**PROBLEM DESCRIPTION:**
Return verbatim the lines of the rows below that open with the line containing "Please trace the outline of every instance of the skyscraper." and close with the line containing "256 232 L 256", including both of those lines.

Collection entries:
• • • • •

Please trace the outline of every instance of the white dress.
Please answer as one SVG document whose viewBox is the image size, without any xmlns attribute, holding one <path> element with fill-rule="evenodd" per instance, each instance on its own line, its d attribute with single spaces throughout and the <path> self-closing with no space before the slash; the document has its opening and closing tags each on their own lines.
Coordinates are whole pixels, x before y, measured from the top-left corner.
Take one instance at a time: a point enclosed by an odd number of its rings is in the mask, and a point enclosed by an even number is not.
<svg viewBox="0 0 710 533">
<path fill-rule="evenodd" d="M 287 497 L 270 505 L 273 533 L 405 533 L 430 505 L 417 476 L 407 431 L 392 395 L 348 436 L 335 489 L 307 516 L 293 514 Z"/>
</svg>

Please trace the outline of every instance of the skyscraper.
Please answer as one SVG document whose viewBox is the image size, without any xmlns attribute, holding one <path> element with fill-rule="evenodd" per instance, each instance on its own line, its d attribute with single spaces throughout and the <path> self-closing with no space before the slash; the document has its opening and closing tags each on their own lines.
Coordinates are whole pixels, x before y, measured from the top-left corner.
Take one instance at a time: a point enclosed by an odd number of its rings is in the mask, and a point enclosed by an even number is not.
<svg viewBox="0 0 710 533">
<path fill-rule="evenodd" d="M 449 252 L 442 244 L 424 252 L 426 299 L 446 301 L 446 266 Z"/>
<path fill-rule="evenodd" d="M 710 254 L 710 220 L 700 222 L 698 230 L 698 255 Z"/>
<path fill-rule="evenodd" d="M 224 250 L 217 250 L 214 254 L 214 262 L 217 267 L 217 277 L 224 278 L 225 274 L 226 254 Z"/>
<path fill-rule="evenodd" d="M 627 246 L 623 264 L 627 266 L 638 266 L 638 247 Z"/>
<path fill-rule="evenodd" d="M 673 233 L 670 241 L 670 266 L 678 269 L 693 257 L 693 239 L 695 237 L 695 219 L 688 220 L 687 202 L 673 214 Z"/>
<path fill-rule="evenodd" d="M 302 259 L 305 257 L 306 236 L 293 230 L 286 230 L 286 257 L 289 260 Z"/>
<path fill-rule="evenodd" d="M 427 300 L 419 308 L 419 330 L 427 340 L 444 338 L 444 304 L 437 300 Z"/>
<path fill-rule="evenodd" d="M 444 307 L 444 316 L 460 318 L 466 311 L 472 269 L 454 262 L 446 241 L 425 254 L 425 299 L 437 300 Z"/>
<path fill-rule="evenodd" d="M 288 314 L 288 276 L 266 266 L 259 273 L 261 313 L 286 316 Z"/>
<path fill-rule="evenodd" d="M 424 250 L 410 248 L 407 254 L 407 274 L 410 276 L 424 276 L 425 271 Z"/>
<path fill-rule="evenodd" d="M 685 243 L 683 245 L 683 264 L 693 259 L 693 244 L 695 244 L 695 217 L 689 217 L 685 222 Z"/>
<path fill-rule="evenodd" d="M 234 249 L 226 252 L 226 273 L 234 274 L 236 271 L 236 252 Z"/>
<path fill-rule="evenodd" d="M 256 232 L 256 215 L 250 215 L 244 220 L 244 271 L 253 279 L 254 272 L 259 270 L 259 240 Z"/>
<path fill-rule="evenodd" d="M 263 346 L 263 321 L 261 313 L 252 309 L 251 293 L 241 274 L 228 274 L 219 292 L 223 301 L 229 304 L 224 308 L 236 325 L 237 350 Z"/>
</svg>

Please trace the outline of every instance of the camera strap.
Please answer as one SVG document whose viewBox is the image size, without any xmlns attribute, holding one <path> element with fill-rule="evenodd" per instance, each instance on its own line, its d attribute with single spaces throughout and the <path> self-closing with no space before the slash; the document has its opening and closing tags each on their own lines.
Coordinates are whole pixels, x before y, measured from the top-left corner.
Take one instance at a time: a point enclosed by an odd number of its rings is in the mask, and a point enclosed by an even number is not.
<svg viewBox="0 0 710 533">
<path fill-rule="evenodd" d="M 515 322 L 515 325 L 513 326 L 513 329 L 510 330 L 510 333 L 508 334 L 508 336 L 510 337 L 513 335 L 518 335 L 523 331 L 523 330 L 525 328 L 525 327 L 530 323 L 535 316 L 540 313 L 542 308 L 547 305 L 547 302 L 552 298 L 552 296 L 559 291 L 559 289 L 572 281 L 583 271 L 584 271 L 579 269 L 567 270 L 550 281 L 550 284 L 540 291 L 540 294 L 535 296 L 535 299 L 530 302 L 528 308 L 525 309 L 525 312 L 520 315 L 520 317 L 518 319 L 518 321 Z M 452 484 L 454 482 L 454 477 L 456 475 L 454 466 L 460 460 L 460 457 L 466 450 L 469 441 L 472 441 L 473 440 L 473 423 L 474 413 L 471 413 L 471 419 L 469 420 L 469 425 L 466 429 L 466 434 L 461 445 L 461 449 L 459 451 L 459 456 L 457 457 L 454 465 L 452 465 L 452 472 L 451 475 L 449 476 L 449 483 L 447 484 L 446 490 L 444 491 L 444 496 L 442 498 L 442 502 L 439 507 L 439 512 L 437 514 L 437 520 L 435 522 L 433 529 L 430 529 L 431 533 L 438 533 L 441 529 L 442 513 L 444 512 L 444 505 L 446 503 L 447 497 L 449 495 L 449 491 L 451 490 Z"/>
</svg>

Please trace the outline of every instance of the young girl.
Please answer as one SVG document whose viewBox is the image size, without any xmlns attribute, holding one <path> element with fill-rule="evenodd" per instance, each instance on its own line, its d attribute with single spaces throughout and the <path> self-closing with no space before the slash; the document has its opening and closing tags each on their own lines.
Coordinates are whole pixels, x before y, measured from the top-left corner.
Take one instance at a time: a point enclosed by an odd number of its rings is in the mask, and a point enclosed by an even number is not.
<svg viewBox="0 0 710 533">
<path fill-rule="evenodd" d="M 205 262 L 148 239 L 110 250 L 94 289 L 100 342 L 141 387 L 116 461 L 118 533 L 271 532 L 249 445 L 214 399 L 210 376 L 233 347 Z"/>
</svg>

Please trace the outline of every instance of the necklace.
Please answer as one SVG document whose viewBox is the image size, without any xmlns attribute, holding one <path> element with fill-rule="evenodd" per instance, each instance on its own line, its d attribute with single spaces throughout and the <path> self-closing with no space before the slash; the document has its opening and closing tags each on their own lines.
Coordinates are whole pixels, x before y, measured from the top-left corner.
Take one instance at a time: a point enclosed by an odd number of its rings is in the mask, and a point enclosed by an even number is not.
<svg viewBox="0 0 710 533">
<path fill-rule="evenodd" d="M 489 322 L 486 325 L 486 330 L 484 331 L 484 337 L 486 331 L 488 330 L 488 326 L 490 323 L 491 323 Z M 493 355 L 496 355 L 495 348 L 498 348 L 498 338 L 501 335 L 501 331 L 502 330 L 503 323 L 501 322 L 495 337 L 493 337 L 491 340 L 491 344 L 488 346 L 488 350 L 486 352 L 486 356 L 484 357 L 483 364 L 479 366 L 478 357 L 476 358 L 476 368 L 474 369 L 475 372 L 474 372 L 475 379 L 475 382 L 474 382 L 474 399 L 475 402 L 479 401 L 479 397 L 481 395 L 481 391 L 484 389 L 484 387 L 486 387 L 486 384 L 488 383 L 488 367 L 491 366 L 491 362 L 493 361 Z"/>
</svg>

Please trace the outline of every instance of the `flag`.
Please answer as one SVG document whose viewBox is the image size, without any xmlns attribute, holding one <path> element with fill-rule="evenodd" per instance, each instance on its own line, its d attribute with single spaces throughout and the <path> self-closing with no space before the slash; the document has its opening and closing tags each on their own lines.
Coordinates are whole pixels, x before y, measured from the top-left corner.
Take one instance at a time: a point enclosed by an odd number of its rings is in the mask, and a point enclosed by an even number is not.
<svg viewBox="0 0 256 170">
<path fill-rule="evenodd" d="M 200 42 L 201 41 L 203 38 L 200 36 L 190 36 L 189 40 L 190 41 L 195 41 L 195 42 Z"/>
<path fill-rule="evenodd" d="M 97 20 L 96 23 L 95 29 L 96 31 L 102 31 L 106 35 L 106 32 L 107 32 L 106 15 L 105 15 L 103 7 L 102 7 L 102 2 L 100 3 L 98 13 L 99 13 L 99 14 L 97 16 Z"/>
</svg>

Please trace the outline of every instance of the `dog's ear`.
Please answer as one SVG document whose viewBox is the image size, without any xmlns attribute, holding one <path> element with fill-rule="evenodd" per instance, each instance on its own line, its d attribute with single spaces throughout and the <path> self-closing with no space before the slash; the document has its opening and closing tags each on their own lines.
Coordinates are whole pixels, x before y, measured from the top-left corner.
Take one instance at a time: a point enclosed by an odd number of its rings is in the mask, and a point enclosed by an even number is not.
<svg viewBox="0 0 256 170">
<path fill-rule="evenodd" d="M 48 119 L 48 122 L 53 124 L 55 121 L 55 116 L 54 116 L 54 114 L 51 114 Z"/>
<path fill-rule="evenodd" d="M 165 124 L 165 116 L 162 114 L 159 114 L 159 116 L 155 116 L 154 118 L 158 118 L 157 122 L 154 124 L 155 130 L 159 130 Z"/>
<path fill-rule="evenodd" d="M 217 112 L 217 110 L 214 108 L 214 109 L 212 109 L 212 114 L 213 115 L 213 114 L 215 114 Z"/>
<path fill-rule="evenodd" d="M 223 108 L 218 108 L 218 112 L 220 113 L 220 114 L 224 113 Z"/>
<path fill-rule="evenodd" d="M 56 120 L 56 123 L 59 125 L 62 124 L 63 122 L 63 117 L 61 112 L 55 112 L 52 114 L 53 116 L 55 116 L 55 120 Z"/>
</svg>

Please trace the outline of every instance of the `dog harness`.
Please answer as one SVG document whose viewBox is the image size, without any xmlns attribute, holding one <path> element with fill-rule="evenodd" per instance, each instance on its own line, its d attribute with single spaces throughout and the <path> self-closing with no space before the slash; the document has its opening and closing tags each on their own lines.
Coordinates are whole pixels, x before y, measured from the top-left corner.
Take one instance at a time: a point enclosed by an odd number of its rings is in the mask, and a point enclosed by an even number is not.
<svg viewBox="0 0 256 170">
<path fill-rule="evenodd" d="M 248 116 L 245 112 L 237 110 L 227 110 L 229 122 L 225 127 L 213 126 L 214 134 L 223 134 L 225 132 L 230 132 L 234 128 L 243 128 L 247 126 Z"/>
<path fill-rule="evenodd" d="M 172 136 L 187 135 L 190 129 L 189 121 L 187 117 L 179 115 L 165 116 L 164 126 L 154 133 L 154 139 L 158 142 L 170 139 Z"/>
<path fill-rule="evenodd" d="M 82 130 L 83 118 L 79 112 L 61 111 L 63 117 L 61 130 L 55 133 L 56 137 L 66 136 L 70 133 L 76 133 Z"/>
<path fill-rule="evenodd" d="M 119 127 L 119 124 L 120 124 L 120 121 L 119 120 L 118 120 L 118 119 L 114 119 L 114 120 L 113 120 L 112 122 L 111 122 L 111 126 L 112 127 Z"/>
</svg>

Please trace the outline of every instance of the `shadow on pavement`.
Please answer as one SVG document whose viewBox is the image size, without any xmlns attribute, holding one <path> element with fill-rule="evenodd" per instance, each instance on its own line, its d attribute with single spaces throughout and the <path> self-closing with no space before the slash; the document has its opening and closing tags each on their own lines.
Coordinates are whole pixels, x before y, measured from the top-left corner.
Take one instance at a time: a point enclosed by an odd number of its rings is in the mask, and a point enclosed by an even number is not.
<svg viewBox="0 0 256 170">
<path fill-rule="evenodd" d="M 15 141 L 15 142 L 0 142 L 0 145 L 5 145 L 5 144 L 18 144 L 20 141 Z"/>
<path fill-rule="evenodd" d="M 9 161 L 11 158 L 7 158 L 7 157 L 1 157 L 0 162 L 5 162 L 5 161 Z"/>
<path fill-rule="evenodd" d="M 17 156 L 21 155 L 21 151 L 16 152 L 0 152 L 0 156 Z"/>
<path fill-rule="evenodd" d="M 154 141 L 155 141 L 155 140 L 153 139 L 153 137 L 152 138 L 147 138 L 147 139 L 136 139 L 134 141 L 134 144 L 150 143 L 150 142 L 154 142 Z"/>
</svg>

• • • • •

**COMPLETED EXERCISE:**
Please trace the outline of every instance of the skyscraper.
Please answer as one SVG document whose viewBox is the image size, without any xmlns attribute, holding one <path> element with fill-rule="evenodd" per instance, each instance on its own line, its d attribute with single spaces throughout and the <path> self-closing with no space before the slash; the document has its opening and closing tags each on their own lines.
Coordinates are whole pixels, x before y, measured from the top-left corner.
Take one instance at a time: a point enclosed by an odd number of its rings is in the mask, and a point enclosed by an even number is not.
<svg viewBox="0 0 710 533">
<path fill-rule="evenodd" d="M 449 252 L 442 244 L 424 252 L 426 299 L 446 301 L 446 266 Z"/>
<path fill-rule="evenodd" d="M 710 254 L 710 220 L 700 222 L 698 230 L 698 255 Z"/>
<path fill-rule="evenodd" d="M 224 250 L 217 250 L 214 254 L 214 262 L 217 267 L 217 277 L 224 278 L 225 274 L 226 254 Z"/>
<path fill-rule="evenodd" d="M 627 246 L 623 264 L 627 266 L 638 266 L 638 247 Z"/>
<path fill-rule="evenodd" d="M 673 233 L 670 241 L 670 266 L 678 269 L 693 257 L 693 239 L 695 237 L 695 219 L 688 220 L 687 202 L 673 214 Z"/>
<path fill-rule="evenodd" d="M 302 259 L 305 257 L 306 236 L 293 230 L 286 230 L 286 257 L 289 260 Z"/>
<path fill-rule="evenodd" d="M 427 300 L 419 308 L 419 330 L 427 340 L 444 338 L 444 304 L 437 300 Z"/>
<path fill-rule="evenodd" d="M 444 307 L 444 316 L 460 318 L 466 311 L 472 269 L 454 262 L 446 241 L 425 254 L 425 299 L 437 300 Z"/>
<path fill-rule="evenodd" d="M 288 314 L 288 276 L 266 266 L 259 273 L 261 313 L 286 316 Z"/>
<path fill-rule="evenodd" d="M 424 250 L 410 248 L 407 254 L 407 274 L 410 276 L 424 276 L 425 271 Z"/>
<path fill-rule="evenodd" d="M 685 243 L 683 245 L 683 264 L 693 259 L 693 244 L 695 244 L 695 217 L 689 217 L 685 222 Z"/>
<path fill-rule="evenodd" d="M 234 249 L 226 252 L 226 273 L 234 274 L 236 271 L 236 252 Z"/>
<path fill-rule="evenodd" d="M 256 232 L 256 215 L 250 215 L 244 220 L 244 271 L 253 279 L 254 272 L 259 270 L 259 240 Z"/>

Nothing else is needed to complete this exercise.